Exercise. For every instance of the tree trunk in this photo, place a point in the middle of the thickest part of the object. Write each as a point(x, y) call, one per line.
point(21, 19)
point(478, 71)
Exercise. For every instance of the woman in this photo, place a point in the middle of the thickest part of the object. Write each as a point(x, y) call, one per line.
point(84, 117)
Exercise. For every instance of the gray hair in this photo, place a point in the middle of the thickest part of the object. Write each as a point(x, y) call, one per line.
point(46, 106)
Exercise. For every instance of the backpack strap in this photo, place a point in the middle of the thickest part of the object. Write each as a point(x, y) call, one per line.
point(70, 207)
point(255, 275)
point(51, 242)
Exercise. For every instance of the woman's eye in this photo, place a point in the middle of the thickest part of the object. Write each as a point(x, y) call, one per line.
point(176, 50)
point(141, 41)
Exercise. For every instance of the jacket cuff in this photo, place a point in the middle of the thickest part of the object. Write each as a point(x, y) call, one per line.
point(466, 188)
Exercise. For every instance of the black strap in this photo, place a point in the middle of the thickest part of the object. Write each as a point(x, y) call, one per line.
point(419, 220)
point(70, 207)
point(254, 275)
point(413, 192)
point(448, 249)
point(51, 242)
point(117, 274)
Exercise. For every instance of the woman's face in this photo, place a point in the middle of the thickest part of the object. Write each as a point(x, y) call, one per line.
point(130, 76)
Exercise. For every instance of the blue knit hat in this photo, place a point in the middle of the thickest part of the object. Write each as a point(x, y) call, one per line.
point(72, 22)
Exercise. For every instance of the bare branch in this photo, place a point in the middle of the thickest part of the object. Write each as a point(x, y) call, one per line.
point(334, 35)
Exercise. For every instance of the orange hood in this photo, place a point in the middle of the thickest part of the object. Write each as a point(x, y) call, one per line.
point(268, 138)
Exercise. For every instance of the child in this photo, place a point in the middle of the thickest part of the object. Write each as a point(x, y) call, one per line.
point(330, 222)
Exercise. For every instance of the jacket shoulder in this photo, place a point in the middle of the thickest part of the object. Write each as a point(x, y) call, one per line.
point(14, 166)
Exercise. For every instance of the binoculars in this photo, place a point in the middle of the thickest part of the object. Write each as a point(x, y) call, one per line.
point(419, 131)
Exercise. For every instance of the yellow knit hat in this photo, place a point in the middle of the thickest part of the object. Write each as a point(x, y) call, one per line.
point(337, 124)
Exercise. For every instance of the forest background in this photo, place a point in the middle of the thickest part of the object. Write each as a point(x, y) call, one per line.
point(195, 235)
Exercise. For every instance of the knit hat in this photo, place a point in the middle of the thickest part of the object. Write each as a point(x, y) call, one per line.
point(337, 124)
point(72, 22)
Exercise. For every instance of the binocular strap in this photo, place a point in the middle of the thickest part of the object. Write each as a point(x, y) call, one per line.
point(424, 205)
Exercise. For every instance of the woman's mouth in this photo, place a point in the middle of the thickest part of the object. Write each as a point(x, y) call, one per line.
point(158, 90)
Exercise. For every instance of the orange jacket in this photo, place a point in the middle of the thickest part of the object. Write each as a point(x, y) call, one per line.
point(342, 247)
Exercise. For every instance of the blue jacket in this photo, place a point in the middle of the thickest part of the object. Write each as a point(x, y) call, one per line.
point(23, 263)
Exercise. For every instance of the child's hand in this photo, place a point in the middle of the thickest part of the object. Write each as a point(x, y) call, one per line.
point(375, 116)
──────────────────────────────
So that nothing differs from the original, transcribe all of the records above.

Exercise. For every instance of the tree trunk in this photo, place a point in the middle of the thickest part of the object. Write each as a point(x, y) call, one per line.
point(21, 19)
point(478, 71)
Exercise. For every instance of the woman in this photo, place a point in the middle of the thickest part of the object. Write each as a point(x, y) call, one per line.
point(84, 117)
Exercise. For every instance of the gray hair in this photo, place a point in the middle of the thickest part of the object. Write each as a point(x, y) call, one per line.
point(46, 106)
Exercise. For every instance of the backpack strap in this photo, place a point in the middle of the thickest part of the object. Write each as a point(x, y) call, one per line.
point(70, 207)
point(255, 275)
point(51, 242)
Exercise. For every instance of the woman's eye in this photo, place a point in the middle of the thickest part of the object. Write each as a point(x, y) call, one per line.
point(176, 50)
point(141, 41)
Exercise. For every instance of the jacket cuff in this photo, place a point in the middle of the thickest part of the object. Write each as a point(x, y) call, one per line.
point(466, 188)
Exercise. For every instance of the black strap in this photo, place a point in the middle of the thickest part of the object. Write each as a point(x, y) call, one per line.
point(419, 220)
point(70, 207)
point(254, 275)
point(413, 192)
point(448, 249)
point(51, 242)
point(117, 274)
Exercise. For every instance of the woman's face in this photo, place a point in the middle of the thickest part of the object. Write each as a point(x, y) call, one per line.
point(130, 76)
Exercise. For every instance of the blue knit hat in this photo, place a point in the middle of the thickest part of the object. Write each as a point(x, y) call, one per line.
point(72, 22)
Exercise. For every instance of the bare branch in this photo, place a point in the middle of the thickest part of the object. Write each as a point(x, y) call, one per line.
point(334, 35)
Exercise. For every instance of the orange hood in this photo, place a point in the middle of the thickest part of the object. Write each as a point(x, y) call, one per line.
point(268, 138)
Exercise. For every instance of the child in this photo, place a point in the middle of the thickest part of the object. Write each as a point(x, y) call, one per line.
point(330, 222)
Exercise. For every instance of the jacket shoulder in this photo, place a point in the middle of the thickest part of the object. Write each as a point(x, y) call, one per line.
point(14, 166)
Exercise. For every instance of the binoculars in this photo, place a point in the middle of the thickest part of the object. Write each as a point(x, y) call, one per line.
point(419, 131)
Exercise. For every instance of the yellow knit hat in this photo, place a point in the middle of the thickest part of the object. Write each as a point(x, y) call, one per line.
point(337, 124)
Exercise. For every instance of the forest background in this photo, place a point in the middle of the thickest part of the object. Write each as a point(x, y) call, one per line.
point(195, 235)
Exercise. For every instance of the knit hat in this photo, place a point in the middle of the thickest part of the object. Write each as a point(x, y) call, one per line.
point(337, 124)
point(72, 22)
Exercise. For every instance of the binocular strap in this photo, place a point in the middle of the thickest part of the object. Write each as a point(x, y) call, one per line.
point(424, 205)
Exercise. For every instance of the woman's mouth in this photo, place a point in the middle of the thickest part of the object. Write each as a point(x, y) call, one per line.
point(158, 90)
Exercise. For every instance of the orange jacket in this photo, place a point in the middle of the thickest part of the object. Write each as a point(x, y) call, one per line.
point(342, 247)
Exercise. For every instance of the blue jacket in this photo, place a point in the middle of the thickest part of the object. Write each as a point(x, y) call, one per line.
point(23, 263)
Exercise. For every instance of the child's hand in this photo, place a point in the middle of the thickest part of the object. Write each as a point(x, y) call, one per line.
point(375, 116)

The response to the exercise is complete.